_WHAT YOU ARE ASKED TO DO_
Keeping every word intact, reproduce all of the records.

_RECORDS FOR THE EXERCISE_
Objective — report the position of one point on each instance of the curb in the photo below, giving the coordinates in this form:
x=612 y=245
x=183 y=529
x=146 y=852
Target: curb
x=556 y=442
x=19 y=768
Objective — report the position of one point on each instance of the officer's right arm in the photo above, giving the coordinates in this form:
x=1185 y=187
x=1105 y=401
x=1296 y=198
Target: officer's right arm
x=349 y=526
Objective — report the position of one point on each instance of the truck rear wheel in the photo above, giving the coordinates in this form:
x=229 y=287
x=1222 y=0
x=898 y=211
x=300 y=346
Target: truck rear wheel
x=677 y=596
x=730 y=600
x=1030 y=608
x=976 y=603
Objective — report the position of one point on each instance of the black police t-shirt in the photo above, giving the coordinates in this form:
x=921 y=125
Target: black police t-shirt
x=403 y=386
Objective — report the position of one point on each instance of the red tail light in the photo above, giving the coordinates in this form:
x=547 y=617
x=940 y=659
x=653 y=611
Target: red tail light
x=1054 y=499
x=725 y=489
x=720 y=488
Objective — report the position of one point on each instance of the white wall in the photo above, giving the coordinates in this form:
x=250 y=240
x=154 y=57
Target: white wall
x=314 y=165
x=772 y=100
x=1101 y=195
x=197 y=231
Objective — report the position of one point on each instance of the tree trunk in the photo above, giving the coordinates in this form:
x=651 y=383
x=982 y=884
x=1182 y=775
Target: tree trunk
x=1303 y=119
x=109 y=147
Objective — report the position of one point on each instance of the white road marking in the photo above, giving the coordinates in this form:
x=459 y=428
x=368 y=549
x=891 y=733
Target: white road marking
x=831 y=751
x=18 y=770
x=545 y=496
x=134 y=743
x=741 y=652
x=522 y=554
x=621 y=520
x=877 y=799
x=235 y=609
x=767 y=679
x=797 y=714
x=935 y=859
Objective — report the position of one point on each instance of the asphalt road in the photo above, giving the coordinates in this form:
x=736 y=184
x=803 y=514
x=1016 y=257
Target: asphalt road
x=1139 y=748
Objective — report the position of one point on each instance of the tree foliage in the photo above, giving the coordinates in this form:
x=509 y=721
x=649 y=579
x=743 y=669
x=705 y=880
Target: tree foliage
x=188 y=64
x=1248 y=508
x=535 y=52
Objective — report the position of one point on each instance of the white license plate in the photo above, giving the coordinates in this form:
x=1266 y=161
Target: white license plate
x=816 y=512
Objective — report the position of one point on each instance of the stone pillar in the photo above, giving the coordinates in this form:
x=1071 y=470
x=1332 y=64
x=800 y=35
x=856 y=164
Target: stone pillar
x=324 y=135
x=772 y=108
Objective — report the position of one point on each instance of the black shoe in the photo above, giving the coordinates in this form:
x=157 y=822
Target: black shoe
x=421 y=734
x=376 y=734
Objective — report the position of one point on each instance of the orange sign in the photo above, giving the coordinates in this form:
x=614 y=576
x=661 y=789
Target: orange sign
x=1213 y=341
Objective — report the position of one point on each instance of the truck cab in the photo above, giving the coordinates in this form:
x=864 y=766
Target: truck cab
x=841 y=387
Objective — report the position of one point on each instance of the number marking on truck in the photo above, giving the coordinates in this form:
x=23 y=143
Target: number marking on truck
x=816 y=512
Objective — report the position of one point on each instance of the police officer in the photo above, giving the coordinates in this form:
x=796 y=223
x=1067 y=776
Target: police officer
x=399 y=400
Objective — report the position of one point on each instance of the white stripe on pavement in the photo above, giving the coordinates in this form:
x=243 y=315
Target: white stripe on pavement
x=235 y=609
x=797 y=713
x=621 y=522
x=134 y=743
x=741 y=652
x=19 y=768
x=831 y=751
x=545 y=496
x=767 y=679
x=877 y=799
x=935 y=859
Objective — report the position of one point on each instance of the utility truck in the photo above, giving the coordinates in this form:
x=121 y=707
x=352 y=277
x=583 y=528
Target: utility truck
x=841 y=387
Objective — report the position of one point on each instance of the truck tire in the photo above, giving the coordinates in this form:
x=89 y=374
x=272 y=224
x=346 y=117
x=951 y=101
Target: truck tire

_ANSWER TO THIS EXERCISE_
Objective — report the position of one point on each instance of the curb in the photo below, giving the coordinates in this form:
x=612 y=245
x=183 y=529
x=146 y=852
Target: curb
x=556 y=442
x=19 y=768
Objective — report the position of one point on each instance of the officer's right arm in the photo above, giving the coordinates in this form:
x=1185 y=187
x=1105 y=401
x=1296 y=198
Target: officer's right arm
x=349 y=526
Objective — report the position of one point on each instance of the truck rear wheel in the photo above, giving the coordinates in this form:
x=229 y=287
x=1222 y=0
x=898 y=211
x=300 y=346
Target: truck rear wheel
x=677 y=596
x=730 y=600
x=1030 y=608
x=976 y=603
Objective — report the position of one point on each instance of the black police t-shirt in the photo above, giving the coordinates in this form:
x=921 y=125
Target: black police t-shirt
x=403 y=386
Objective — report the position of one point on each instance of the red tail light in the photo above, giving the coordinates in this form:
x=547 y=617
x=940 y=659
x=653 y=611
Target: red tail light
x=1054 y=499
x=725 y=489
x=720 y=488
Objective — report the position of one point on each instance of the white wall in the photo above, giving the coordinates in this form:
x=250 y=240
x=154 y=57
Target: white wall
x=314 y=165
x=772 y=100
x=1101 y=195
x=197 y=231
Objective — report the position of one point on each instance of the tree trunk in the photo above, giving the coordinates in this form:
x=651 y=383
x=982 y=884
x=1182 y=775
Target: tree trunk
x=1303 y=119
x=109 y=147
Objective — report the position of one point on each instance of the white road marking in the photo above, giving the coordinates in this form:
x=459 y=428
x=368 y=549
x=891 y=733
Target: white road marking
x=831 y=751
x=18 y=770
x=545 y=496
x=134 y=743
x=741 y=652
x=522 y=554
x=621 y=520
x=877 y=799
x=235 y=609
x=767 y=679
x=797 y=714
x=935 y=859
Objective — report the position of one point on each instance of the asphalt road in the photo above, giving the coordinates in this form:
x=736 y=184
x=803 y=514
x=1016 y=257
Target: asphalt road
x=1139 y=748
Objective — report the position of one point on each instance of the tree foliage in the photo above, giving the coordinates in this form:
x=509 y=721
x=649 y=579
x=743 y=669
x=705 y=880
Target: tree foliage
x=188 y=64
x=1248 y=508
x=535 y=52
Objective — report the position of one point on each instance of the white license plate in the photo above, giving the coordinates in this form:
x=1266 y=161
Target: white license plate
x=816 y=512
Objective — report the position of one point on each instance of the stone pillar in the photo above, giving the coordinates in this form:
x=1071 y=470
x=1332 y=64
x=800 y=35
x=856 y=164
Target: stone pillar
x=324 y=135
x=772 y=108
Objective — report the position of one point on each instance of the black shoe in the photo above, giving the coordinates in this form:
x=157 y=822
Target: black shoe
x=421 y=734
x=376 y=734
Objective — report the position of one point on each instance of the orange sign in the photo above, giving the coordinates in this form:
x=614 y=576
x=661 y=789
Target: orange sign
x=1213 y=341
Objective — report the position of one point on each instance of the truck cab in the photo above, giving the coordinates in this form:
x=864 y=766
Target: truck cab
x=841 y=387
Objective — report the position of one point on each instance of the number marking on truck in the photo above, giving the coordinates in this form:
x=23 y=143
Target: number marking on truck
x=816 y=512
Objective — report the position of one point on each instance of the police officer in the photo above, giving the coordinates in this form:
x=796 y=223
x=1067 y=776
Target: police officer
x=399 y=400
Objective — report the position of one point on each instance of the white stripe on pavement in the photo above, giving the coordinates in this form:
x=243 y=315
Target: white stripe on pavement
x=235 y=609
x=797 y=713
x=621 y=522
x=134 y=743
x=741 y=652
x=19 y=768
x=831 y=751
x=545 y=496
x=767 y=679
x=877 y=799
x=935 y=859
Objective — report the position of one point on each instance of the utility truck in the photo above, giving the coordinates in this form:
x=121 y=707
x=352 y=277
x=583 y=528
Target: utility truck
x=841 y=387
Objective — report the position of one point on each instance of the truck tire in the photo above, giving the coordinates in this form:
x=89 y=374
x=272 y=224
x=346 y=117
x=951 y=101
Target: truck tire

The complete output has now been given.